Posts tagged ‘Community college’

August 13, 2013

It’s not always possible to avoid college debt, but try anyway

by Grace

When Rebekah Bell wrote an article for the Wall Street Journal about how it’s possible to graduate from college debt-free, some people scoffed.  Bell is a freelance writer who recently graduated from Biola University, and here’s the essence of her advice.

Scout out scholarships, take courses online, use your skills to make money and get a summer job.

Dave Berry, CollegeConfidential Senior Contributing Editor, had this reaction.

Duh. Good luck with that.

Realistically, it’s almost impossible for many students to escape college debt.  With today’s high college costs, even following Bell’s common-sense recommendations may leave them with a funding gap that can only be met by borrowing.  Still, she did cover the bases on some essential ways to cut costs.

  • Look for scholarships/tuition discounting.  Maximize your merit aid opportunities by applying to schools where your statistics are in the top quarter of admitted students.
  • Take  online classes if you can; they’re often less expensive.
  • Start out your first year or two at community college.
  • Maximize college credits with AP courses, dual enrollment, and College-Level Examination Program (CLEP).
  • Earn money during college.  Working 10-20 hours a week is manageable for many students.
  • Look for paid summer internships.
  • Be frugal.

I would add that graduating in four or even three years makes a huge difference total college costs.  So taking advantage of AP credits and hustling to take all courses needed in time can amount to big savings.

• Input:
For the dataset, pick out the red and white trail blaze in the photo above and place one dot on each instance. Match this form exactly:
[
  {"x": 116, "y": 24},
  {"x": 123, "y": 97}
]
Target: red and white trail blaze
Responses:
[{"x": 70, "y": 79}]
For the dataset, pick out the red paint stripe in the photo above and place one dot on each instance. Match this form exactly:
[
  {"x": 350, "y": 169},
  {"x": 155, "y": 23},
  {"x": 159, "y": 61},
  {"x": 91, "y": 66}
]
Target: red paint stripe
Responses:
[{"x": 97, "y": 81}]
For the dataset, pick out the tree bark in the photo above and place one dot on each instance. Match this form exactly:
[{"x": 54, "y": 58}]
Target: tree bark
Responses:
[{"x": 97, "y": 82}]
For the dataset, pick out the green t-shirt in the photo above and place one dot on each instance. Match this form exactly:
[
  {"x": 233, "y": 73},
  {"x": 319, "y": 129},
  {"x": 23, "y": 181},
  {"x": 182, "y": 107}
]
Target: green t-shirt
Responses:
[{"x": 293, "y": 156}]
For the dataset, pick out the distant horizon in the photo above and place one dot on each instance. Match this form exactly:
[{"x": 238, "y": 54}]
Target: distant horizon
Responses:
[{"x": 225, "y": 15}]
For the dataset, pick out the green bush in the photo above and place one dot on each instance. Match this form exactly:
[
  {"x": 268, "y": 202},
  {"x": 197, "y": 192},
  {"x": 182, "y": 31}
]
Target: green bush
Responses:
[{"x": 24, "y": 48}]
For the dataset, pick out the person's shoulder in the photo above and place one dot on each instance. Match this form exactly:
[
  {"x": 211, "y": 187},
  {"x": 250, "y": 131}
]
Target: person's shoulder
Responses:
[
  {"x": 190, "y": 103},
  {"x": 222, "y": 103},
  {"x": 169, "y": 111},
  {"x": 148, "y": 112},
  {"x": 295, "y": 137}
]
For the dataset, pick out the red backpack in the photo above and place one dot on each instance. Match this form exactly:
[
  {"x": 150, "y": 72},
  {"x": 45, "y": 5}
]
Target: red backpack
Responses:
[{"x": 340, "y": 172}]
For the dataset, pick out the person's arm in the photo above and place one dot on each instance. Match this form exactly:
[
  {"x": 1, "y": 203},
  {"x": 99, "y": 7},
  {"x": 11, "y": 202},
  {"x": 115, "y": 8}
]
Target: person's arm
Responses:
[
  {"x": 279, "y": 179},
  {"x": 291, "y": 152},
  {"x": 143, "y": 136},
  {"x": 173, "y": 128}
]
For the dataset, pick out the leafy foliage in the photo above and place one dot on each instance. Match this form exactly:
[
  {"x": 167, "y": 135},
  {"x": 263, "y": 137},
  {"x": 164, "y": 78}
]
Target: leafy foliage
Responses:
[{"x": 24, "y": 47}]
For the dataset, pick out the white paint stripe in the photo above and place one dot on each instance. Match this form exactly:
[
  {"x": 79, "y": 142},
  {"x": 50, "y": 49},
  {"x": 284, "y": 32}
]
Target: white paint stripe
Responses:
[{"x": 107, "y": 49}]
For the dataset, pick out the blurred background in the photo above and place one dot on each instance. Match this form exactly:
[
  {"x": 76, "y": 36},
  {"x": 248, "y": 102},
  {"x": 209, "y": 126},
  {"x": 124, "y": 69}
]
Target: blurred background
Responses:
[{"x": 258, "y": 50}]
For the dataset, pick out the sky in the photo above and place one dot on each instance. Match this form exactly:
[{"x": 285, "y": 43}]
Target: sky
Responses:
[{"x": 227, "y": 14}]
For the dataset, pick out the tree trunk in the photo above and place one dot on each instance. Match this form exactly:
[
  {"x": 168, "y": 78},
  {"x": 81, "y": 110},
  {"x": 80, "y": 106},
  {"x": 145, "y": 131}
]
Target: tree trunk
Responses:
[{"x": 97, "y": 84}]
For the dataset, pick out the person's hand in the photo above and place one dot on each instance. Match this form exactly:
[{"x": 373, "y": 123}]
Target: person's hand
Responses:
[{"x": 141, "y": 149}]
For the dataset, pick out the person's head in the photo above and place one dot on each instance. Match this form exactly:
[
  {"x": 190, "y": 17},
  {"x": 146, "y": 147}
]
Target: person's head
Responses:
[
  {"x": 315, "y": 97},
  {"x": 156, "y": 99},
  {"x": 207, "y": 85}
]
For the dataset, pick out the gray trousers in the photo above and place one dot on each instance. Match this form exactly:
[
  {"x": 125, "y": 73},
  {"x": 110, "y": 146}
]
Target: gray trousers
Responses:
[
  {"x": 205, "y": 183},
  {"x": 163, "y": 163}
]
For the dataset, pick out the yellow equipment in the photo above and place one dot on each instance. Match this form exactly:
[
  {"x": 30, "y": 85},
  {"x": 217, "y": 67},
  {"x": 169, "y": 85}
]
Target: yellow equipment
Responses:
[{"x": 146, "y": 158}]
...
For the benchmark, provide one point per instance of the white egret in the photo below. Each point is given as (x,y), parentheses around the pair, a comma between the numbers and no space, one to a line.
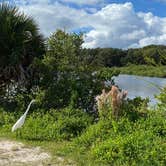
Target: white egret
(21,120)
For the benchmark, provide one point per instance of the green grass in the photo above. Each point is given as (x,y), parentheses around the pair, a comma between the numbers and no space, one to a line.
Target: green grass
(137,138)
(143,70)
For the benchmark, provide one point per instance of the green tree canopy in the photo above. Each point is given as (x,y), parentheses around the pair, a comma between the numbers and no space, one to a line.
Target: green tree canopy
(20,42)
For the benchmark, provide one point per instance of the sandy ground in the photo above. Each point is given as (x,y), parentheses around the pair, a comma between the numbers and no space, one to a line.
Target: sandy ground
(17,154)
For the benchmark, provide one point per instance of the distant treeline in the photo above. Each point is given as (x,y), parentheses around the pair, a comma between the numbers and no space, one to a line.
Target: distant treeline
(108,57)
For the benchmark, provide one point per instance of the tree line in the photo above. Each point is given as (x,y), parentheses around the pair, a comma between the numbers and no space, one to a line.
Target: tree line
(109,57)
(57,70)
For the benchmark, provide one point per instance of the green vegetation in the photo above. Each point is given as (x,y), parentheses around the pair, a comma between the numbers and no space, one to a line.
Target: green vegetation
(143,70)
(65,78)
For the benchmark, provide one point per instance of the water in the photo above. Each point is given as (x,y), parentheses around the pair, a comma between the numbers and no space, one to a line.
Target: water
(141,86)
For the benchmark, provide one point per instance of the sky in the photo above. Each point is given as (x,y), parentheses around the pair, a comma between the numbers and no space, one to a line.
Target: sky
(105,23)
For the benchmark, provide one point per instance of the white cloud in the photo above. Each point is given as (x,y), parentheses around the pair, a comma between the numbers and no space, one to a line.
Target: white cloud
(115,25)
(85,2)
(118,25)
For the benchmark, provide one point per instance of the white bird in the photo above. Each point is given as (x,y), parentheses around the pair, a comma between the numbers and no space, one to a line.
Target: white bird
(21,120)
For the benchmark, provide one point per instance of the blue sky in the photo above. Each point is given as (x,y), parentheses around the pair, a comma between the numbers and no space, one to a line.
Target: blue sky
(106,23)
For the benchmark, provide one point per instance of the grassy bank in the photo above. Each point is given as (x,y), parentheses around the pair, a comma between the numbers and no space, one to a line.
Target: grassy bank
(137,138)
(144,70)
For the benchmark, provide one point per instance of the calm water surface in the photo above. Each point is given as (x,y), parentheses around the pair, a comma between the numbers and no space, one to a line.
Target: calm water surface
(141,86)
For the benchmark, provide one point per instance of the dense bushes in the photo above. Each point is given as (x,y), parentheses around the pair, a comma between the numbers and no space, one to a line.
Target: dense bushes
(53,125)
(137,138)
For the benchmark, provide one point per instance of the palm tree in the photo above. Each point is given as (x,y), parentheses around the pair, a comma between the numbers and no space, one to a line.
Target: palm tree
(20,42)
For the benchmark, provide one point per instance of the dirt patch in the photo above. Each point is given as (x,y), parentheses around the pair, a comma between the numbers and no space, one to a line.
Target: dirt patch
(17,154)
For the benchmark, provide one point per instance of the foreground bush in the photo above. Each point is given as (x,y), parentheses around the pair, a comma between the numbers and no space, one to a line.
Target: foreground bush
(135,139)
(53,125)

• Required tasks:
**A)** Answer these questions from the post on college debt:
(i) From which university did Rebekah Bell recently graduate?
(ii) How many hours of work a week does the post call manageable for many students?
(iii) What three means does the post list for maximizing college credits?
**B)** Report how many lines of the records include the string "hand". Give only the number.
The records are unrelated to the post on college debt.

• Answers provided:
**A)**
(i) Biola University
(ii) 10-20 hours
(iii) AP courses, dual enrollment, and the College-Level Examination Program (CLEP)

**B)** 2